### Saved records

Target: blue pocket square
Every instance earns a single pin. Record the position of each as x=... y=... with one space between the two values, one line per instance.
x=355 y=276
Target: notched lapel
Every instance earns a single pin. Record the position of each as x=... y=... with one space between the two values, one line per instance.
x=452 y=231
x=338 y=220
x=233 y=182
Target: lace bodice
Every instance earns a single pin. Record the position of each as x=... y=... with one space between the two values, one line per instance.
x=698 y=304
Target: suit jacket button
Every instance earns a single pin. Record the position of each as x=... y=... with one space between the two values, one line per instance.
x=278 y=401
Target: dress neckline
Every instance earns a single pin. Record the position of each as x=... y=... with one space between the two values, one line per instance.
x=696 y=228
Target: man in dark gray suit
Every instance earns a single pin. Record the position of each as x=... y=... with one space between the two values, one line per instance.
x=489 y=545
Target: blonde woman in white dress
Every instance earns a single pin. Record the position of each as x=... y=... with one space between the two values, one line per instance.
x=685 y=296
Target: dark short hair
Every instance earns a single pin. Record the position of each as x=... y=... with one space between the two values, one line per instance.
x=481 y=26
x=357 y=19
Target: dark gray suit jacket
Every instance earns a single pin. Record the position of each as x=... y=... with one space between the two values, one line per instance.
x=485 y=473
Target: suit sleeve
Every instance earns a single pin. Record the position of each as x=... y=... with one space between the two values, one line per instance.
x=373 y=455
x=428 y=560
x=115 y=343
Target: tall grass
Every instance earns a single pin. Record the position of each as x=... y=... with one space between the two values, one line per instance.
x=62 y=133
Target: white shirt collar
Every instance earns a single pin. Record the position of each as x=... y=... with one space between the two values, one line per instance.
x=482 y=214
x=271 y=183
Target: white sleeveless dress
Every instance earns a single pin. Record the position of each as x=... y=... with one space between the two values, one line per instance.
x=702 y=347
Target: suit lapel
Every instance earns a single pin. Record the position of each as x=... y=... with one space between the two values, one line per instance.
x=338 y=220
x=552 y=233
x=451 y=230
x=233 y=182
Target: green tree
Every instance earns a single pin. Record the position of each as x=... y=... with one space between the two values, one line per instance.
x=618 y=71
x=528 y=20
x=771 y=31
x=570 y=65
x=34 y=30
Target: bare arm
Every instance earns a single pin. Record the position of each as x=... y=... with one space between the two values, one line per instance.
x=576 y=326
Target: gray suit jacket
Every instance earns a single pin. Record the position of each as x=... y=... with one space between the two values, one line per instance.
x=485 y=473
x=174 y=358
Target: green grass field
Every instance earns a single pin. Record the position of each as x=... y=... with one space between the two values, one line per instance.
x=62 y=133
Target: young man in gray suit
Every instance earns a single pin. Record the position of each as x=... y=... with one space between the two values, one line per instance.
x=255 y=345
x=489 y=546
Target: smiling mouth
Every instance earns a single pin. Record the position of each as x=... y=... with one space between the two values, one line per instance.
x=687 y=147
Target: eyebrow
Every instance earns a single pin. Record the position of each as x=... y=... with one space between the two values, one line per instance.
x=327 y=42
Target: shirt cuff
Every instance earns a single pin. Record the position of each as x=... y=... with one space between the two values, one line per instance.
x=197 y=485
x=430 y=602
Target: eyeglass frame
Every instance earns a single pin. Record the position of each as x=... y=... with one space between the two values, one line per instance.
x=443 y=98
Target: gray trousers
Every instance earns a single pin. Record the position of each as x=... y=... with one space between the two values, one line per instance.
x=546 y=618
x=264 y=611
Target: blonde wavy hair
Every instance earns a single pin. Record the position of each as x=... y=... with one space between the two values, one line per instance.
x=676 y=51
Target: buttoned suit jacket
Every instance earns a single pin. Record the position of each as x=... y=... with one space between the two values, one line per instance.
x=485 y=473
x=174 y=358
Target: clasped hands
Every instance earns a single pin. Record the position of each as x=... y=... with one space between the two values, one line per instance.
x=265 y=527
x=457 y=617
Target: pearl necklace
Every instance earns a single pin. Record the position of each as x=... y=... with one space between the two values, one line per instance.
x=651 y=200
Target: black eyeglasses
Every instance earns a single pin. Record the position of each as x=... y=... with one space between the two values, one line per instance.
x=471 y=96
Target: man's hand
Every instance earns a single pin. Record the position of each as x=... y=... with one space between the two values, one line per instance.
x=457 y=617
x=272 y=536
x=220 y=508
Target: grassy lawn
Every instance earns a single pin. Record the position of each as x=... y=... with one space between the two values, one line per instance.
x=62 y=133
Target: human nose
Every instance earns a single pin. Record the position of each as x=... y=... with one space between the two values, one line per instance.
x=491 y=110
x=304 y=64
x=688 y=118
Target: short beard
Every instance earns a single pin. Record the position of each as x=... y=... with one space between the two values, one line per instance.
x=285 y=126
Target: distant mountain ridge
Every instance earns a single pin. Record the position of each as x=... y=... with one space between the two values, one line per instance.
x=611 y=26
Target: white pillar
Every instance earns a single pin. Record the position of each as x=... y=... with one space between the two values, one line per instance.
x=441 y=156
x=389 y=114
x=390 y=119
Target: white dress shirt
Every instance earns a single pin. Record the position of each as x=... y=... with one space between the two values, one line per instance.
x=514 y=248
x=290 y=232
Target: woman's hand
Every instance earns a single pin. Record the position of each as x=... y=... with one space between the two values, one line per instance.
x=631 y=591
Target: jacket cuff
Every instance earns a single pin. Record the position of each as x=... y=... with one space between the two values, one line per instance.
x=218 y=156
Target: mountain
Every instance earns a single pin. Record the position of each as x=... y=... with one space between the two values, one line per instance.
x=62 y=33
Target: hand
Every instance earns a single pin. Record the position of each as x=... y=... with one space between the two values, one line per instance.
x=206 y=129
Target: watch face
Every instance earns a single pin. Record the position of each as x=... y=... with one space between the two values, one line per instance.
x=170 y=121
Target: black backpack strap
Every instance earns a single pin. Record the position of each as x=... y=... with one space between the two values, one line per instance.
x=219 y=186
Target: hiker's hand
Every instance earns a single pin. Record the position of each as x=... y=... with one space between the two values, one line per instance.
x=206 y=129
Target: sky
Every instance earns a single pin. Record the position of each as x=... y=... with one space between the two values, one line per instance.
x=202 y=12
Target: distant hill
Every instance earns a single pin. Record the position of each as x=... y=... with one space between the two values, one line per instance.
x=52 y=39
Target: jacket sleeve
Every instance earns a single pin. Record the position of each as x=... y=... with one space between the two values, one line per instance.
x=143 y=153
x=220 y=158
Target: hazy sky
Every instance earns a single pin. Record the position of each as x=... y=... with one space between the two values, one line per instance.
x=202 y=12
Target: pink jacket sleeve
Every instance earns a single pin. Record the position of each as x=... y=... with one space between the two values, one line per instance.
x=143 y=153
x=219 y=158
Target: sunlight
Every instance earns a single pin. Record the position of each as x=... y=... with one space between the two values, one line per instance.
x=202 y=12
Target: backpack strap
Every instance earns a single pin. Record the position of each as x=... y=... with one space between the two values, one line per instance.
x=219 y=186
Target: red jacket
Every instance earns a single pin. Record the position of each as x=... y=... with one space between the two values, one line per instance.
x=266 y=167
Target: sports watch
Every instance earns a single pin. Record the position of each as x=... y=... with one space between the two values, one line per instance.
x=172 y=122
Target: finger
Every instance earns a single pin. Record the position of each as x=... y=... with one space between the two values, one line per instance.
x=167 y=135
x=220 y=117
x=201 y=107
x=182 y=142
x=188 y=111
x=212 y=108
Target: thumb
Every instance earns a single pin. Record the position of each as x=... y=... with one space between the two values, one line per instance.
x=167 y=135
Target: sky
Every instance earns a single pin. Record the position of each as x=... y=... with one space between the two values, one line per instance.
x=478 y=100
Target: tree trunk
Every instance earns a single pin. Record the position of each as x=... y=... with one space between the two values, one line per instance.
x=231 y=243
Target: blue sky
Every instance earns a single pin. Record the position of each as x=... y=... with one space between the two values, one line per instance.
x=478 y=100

### What you have to do
Write out the lines above word for word, from the first to the last.

### Full output
Target: blue pocket square
Every instance earns a single pin. Record the position of each as x=... y=... with one space between the two values, one line per instance.
x=355 y=276
Target: notched lapel
Every instance earns a single pin. Record the position of each as x=... y=... with one space between the two values, one line per instance.
x=452 y=231
x=338 y=220
x=233 y=182
Target: lace bodice
Every instance earns a single pin. Record the position of each as x=... y=... with one space between the two values, one line per instance.
x=698 y=304
Target: suit jacket button
Every instance earns a single pin. Record the position of each as x=... y=... with one space between the two values, one line per instance.
x=278 y=401
Target: dress neckline
Every instance earns a single pin. Record the position of each as x=... y=... with one space between the two values, one line per instance.
x=696 y=228
Target: man in dark gray suit
Every instance earns a single pin. Record the position of each as x=... y=... with one space between the two values, one line per instance.
x=489 y=545
Target: blonde woman in white dress
Every instance earns a single pin. Record the position of each as x=... y=... with one space between the two values, one line per instance.
x=685 y=296
Target: dark short hair
Every instance earns a single pin. Record the position of each as x=... y=... with one space between the two values, one line per instance.
x=481 y=26
x=357 y=19
Target: dark gray suit jacket
Every instance earns a single pin. Record the position of each as x=... y=... with one space between the two values, one line per instance.
x=485 y=473
Target: suit sleeve
Every instance earns a single pin. Record the position of each as x=... y=... with one space between the two values, one line per instance.
x=373 y=455
x=428 y=560
x=115 y=343
Target: tall grass
Every instance earns a single pin. Record the position of each as x=... y=... with one space between the two values, one line per instance.
x=62 y=133
Target: white shirt collar
Every instance earns a single pin. Record the position of each as x=... y=... with one space between the two values, one line per instance.
x=482 y=214
x=271 y=183
Target: white sleeveless dress
Every instance earns a single pin. Record the position of each as x=... y=... with one space between the two values, one line per instance.
x=702 y=347
Target: suit lapel
Every instance earns a single pin. Record the position of each as x=... y=... with one space between the two values, one line per instance.
x=338 y=220
x=552 y=233
x=451 y=230
x=233 y=182
Target: green tree
Every instance earns a single pin. Record the position of each as x=... y=... with one space between the two values, one line per instance.
x=618 y=71
x=528 y=20
x=771 y=31
x=570 y=65
x=34 y=30
Target: bare arm
Every instance earns a single pin. Record the position of each as x=... y=... with one space between the two values, one line per instance.
x=576 y=326
Target: gray suit jacket
Every instance earns a single pin. Record the position of each as x=... y=... with one space between the two values, one line per instance.
x=485 y=473
x=174 y=358
Target: green grass field
Every instance earns a single pin. Record the position of each as x=... y=... with one space between the two values, one line per instance.
x=62 y=133
Target: young man in gray suit
Every instance earns a single pin. Record the position of each as x=... y=... with one space between the two values, one line per instance.
x=255 y=345
x=489 y=546
Target: smiling mouth
Every instance earns a single pin. Record the position of each as x=... y=... with one space between the two values, one line per instance.
x=687 y=147
Target: eyebrow
Every instance earns a single pin. Record the position of each as x=... y=... with one space between the two values, one line per instance.
x=327 y=42
Target: shirt cuff
Every instance earns a single pin. Record the position of each as x=... y=... with one space between the two values, one line per instance.
x=197 y=485
x=430 y=602
Target: eyeglass frame
Every instance earns a single pin. Record the position of each as x=... y=... with one space between the two values, one line per instance.
x=443 y=98
Target: gray trousers
Every instance earns a single pin. Record the position of each as x=... y=... with one space between the two values, one line per instance.
x=546 y=618
x=264 y=611
Target: blonde wavy hair
Every instance earns a single pin. Record the position of each as x=... y=... with one space between the two values, one line per instance.
x=676 y=51
Target: buttoned suit jacket
Every instance earns a single pin. Record the position of each as x=... y=... with one space between the two values, one line per instance.
x=485 y=473
x=174 y=358
Target: clasped hands
Every instance earns a single pin. Record the position of each as x=... y=... with one space between the two values, one line per instance.
x=265 y=527
x=457 y=617
Target: pearl necklace
Every instance earns a single pin. Record the position of each as x=... y=... with one space between the two values, one line per instance.
x=651 y=200
Target: black eyeglasses
Every instance earns a single pin. Record the position of each as x=... y=... with one space between the two values, one line per instance.
x=471 y=96
Target: man's hand
Every instance earns a single pin. Record the position of each as x=... y=... with one space between the two values, one line per instance.
x=457 y=617
x=272 y=536
x=220 y=508
Target: grassy lawn
Every instance earns a single pin. Record the position of each as x=... y=... with one space between the two values, one line per instance.
x=62 y=133
Target: human nose
Every instance earns a single pin. Record the position of each as x=... y=... with one space between the two values, one line per instance.
x=491 y=110
x=304 y=64
x=688 y=118
Target: short beard
Every instance earns a single pin. Record the position of each as x=... y=... with one space between the two values, one line per instance.
x=285 y=126
Target: distant mountain ridge
Every instance earns a single pin. Record the position of each as x=... y=... with one space between the two values, one line per instance.
x=611 y=26
Target: white pillar
Every instance earns a single pin. Record the position of each as x=... y=... with one space between the two values, one line per instance.
x=441 y=156
x=389 y=114
x=390 y=119
Target: white dress shirt
Every instance earns a single pin. Record the position of each as x=... y=... with one space between the two values, one line per instance.
x=514 y=248
x=290 y=232
Target: woman's hand
Every instance earns a single pin. Record the position of each as x=... y=... with one space between the two values, one line per instance.
x=631 y=591
Target: jacket cuff
Every instance earns a single pin. Record the position of each as x=... y=... with one space between the two values, one line per instance.
x=218 y=156
Target: mountain
Every instance earns a single pin. Record the position of each as x=... y=... with one space between the two values, one line per instance.
x=62 y=33
Target: hand
Every instance earns a single pin. Record the position of each as x=... y=... with one space between the two values, one line per instance.
x=206 y=129
Target: watch face
Every instance earns a single pin. Record the position of each as x=... y=... with one space between the two values, one line per instance.
x=170 y=121
Target: black backpack strap
Every instance earns a single pin. Record the position of each as x=... y=... with one space between the two values, one line per instance.
x=219 y=186
Target: hiker's hand
Every instance earns a single pin. Record the position of each as x=... y=... with one space between the two values, one line per instance.
x=206 y=129
Target: sky
Every instance earns a single pin. Record the position of each as x=... y=... with one space between the two values, one line per instance.
x=202 y=12
Target: distant hill
Every instance earns a single pin. Record the position of each as x=... y=... with one space between the two values, one line per instance.
x=52 y=39
Target: jacket sleeve
Every instance earns a single pin. Record the position of each as x=... y=... with one space between the two values, one line per instance.
x=143 y=153
x=220 y=158
Target: hazy sky
Every instance earns a single pin. Record the position of each as x=... y=... with one space between the two values, one line per instance.
x=202 y=12
Target: pink jacket sleeve
Every instance earns a single pin. Record the position of each as x=... y=... with one space between the two values, one line per instance.
x=143 y=153
x=219 y=158
Target: sunlight
Every instance earns a single pin. Record the position of each as x=... y=... with one space between the two values, one line per instance.
x=202 y=12
Target: backpack strap
Every instance earns a single pin. Record the position of each as x=... y=... with one space between the two values, one line per instance.
x=219 y=186
Target: red jacket
Every instance earns a single pin. Record the position of each as x=... y=... with one space between the two values, one line per instance.
x=266 y=167
Target: sports watch
Every instance earns a single pin. Record the position of each as x=... y=... with one space between the two values, one line per instance.
x=172 y=122
Target: finger
Every instance earns a single pin. Record the position of each as x=... y=... with one space between the two values, one line per instance.
x=167 y=135
x=220 y=117
x=201 y=107
x=182 y=142
x=188 y=111
x=212 y=108
Target: thumb
Every instance earns a single pin. Record the position of each as x=... y=... with one space between the two values, one line per instance.
x=167 y=135
Target: sky
Every instance earns a single pin. Record the position of each as x=... y=... with one space between the two values, one line per instance.
x=478 y=100
Target: tree trunk
Every instance earns a single pin. Record the position of each as x=... y=... with one space between the two values, one line per instance.
x=231 y=243
Target: blue sky
Every instance earns a single pin. Record the position of each as x=... y=... with one space between the two values, one line per instance.
x=478 y=100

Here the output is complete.